§ Task inputs:
>> Start

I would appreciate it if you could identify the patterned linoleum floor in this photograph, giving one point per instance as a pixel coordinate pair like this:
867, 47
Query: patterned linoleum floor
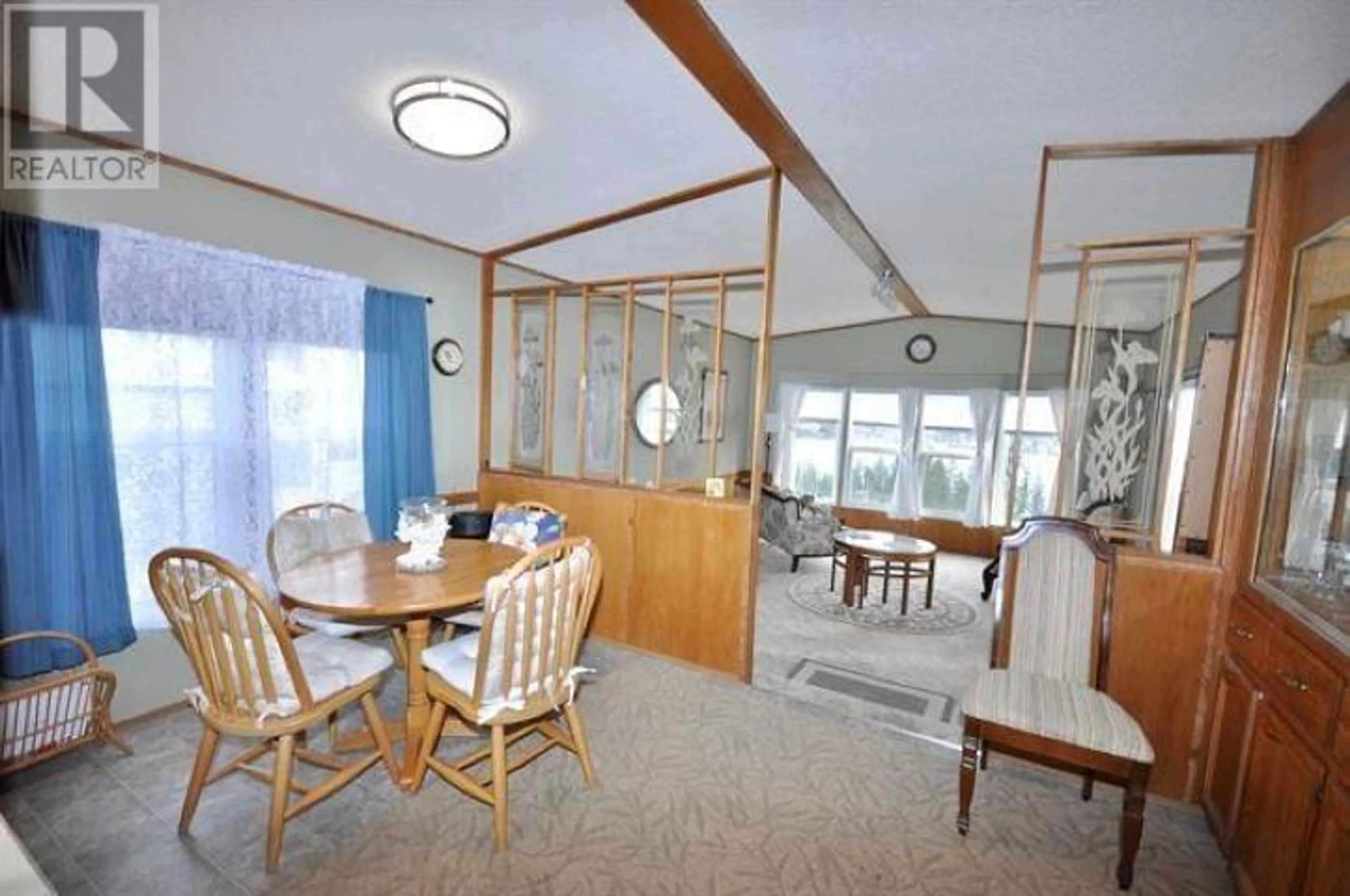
786, 635
707, 787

>> End

§ What the task requires: Please copy the whole listing above word for word, leaving out the pictures.

§ Exercise result:
I would appreciate it if you could identify the patterned linoleum floor in this photograph, giving one point per instance as a pixel coordinate pair like this:
867, 47
Query: patterned linoleum floor
786, 635
707, 787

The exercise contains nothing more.